Task inputs:
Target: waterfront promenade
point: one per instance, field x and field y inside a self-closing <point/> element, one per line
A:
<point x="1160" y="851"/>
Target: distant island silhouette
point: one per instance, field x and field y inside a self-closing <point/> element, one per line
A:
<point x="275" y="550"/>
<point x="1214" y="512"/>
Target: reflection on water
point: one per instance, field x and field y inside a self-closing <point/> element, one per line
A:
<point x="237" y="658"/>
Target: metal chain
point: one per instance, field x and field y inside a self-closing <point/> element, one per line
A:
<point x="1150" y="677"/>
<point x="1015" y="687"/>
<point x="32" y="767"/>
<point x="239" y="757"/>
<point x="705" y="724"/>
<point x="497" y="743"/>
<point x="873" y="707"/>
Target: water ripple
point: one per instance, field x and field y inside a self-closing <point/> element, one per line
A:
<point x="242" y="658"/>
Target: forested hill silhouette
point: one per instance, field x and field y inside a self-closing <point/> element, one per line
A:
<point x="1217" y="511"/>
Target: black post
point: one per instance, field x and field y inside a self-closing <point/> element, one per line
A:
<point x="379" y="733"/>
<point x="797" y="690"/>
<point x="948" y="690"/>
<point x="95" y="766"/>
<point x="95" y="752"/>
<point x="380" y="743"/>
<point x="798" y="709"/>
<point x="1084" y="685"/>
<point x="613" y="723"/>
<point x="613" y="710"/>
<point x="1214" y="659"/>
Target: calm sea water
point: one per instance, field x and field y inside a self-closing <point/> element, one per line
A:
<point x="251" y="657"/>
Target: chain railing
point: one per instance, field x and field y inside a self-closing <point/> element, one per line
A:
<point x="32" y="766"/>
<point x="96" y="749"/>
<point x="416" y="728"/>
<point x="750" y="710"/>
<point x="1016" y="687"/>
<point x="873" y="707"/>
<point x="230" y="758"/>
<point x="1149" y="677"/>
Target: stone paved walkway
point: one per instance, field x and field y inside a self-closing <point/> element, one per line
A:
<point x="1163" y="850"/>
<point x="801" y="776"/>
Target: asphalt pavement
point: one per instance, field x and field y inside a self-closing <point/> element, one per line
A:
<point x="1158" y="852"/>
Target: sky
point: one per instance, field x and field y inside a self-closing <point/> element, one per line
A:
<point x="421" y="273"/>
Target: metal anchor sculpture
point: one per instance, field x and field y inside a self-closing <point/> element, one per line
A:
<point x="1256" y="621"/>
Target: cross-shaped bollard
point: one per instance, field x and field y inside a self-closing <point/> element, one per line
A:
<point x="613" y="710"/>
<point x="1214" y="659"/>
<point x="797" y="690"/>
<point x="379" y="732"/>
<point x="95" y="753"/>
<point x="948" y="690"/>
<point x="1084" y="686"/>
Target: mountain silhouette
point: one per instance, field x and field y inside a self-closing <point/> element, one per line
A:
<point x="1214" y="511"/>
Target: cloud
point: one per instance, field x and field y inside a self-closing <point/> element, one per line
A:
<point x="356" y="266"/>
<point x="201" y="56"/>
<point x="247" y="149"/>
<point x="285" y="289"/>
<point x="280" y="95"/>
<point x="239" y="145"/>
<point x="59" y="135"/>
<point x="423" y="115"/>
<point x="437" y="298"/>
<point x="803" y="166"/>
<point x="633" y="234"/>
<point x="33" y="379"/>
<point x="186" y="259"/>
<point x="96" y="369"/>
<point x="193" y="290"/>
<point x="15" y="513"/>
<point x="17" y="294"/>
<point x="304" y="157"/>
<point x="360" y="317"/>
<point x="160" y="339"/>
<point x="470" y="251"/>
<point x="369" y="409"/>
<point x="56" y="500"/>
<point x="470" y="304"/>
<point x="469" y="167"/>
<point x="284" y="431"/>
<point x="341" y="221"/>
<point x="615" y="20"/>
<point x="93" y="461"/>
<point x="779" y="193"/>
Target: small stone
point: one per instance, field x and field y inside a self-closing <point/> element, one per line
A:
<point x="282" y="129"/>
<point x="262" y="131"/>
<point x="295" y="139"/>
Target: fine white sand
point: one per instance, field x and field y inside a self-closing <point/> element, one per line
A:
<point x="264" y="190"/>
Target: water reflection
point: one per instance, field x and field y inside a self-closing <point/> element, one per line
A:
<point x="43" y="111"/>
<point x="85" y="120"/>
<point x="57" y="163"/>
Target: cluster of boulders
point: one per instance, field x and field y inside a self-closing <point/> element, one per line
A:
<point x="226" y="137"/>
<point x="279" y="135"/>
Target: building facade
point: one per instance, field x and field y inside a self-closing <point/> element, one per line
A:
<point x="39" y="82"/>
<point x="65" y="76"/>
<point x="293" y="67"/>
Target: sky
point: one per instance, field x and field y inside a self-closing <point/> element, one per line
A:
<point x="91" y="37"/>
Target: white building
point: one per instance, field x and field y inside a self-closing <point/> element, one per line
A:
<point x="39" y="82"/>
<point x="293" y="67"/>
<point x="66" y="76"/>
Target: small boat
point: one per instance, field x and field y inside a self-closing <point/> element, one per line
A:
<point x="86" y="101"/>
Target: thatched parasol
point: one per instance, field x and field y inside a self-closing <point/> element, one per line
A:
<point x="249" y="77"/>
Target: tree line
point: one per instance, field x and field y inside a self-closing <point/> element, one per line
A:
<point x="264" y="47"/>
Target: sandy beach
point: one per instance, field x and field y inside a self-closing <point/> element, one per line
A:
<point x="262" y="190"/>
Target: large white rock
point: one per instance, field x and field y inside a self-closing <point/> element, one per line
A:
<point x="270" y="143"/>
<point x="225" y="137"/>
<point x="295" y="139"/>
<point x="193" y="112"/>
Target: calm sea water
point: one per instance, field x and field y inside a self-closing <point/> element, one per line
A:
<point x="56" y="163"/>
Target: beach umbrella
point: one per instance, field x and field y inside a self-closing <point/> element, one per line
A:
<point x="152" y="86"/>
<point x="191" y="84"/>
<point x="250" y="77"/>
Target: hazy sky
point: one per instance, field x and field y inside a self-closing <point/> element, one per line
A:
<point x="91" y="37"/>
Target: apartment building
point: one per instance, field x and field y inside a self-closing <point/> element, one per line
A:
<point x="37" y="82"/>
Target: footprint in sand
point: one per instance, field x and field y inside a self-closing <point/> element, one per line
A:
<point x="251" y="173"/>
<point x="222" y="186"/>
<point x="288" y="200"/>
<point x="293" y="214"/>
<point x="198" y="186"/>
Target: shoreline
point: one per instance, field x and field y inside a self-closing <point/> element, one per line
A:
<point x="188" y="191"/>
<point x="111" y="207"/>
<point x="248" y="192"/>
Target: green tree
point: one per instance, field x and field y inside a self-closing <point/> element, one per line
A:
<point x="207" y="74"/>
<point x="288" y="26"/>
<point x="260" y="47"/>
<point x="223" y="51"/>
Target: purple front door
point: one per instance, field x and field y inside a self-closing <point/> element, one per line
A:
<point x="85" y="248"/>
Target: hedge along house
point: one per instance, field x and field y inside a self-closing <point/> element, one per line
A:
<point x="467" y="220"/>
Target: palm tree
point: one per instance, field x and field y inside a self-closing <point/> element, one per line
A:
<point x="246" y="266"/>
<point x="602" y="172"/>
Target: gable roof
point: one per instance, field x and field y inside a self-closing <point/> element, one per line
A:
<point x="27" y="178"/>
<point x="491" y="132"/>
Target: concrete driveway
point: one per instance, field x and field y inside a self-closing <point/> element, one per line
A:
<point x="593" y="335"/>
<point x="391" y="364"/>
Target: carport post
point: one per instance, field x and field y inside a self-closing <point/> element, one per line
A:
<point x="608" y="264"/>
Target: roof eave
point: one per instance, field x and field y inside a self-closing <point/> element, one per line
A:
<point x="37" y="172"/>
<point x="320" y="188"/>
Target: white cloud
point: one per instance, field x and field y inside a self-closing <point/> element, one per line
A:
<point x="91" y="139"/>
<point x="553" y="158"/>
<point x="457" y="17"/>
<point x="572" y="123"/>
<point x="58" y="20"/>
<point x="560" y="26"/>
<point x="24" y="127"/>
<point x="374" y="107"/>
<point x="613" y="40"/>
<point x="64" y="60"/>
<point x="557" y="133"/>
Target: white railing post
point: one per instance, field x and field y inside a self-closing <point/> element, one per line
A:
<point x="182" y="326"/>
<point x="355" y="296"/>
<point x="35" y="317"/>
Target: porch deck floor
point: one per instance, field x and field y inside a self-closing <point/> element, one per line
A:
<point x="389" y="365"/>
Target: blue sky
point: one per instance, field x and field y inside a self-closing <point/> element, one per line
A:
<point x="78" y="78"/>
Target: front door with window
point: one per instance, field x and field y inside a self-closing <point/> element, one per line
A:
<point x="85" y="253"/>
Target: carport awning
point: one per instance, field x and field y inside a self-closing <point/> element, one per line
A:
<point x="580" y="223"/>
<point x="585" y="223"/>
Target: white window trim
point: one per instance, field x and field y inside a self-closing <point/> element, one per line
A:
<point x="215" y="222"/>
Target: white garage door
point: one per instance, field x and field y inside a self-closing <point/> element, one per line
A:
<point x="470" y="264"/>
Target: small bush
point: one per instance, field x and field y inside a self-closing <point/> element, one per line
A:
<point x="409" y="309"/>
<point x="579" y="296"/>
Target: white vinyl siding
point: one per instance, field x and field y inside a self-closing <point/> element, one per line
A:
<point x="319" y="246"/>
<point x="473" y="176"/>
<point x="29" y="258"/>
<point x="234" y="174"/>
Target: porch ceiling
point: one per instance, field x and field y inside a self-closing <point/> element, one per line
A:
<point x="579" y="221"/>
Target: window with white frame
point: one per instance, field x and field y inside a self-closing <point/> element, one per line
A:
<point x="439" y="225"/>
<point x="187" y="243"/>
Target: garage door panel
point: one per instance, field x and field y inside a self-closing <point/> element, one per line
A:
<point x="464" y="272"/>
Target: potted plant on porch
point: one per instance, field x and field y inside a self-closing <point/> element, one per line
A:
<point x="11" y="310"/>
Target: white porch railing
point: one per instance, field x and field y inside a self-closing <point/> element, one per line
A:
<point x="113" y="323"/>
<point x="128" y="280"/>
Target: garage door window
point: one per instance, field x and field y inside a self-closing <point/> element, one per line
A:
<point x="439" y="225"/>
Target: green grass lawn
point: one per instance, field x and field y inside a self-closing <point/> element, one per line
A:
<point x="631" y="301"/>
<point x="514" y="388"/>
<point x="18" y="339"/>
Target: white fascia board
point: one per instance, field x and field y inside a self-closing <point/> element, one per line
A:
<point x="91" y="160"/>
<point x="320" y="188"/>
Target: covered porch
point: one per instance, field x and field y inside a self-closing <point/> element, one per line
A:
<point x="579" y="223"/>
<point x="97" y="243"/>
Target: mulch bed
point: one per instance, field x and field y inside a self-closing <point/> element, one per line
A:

Problem to work on: Set down, unchanged, only those lines above that fall between the line with "Target: water reflection" and the line with "Target: white building", the two end lines included.

Written reply:
Target: water reflection
point: one per instance, field x and field y inside a self-closing <point/> element, one per line
A:
<point x="43" y="111"/>
<point x="85" y="120"/>
<point x="57" y="163"/>
Target: cluster of boulders
point: one per instance, field x and field y inside a self-closing <point/> element, one per line
A:
<point x="226" y="137"/>
<point x="279" y="135"/>
Target: building facade
point: one per instance, field x and field y inside a self-closing <point/> element, one per line
A:
<point x="39" y="82"/>
<point x="65" y="76"/>
<point x="293" y="67"/>
Target: sky
point: one per instance, field x and field y inside a self-closing <point/> element, one per line
A:
<point x="91" y="37"/>
Target: white building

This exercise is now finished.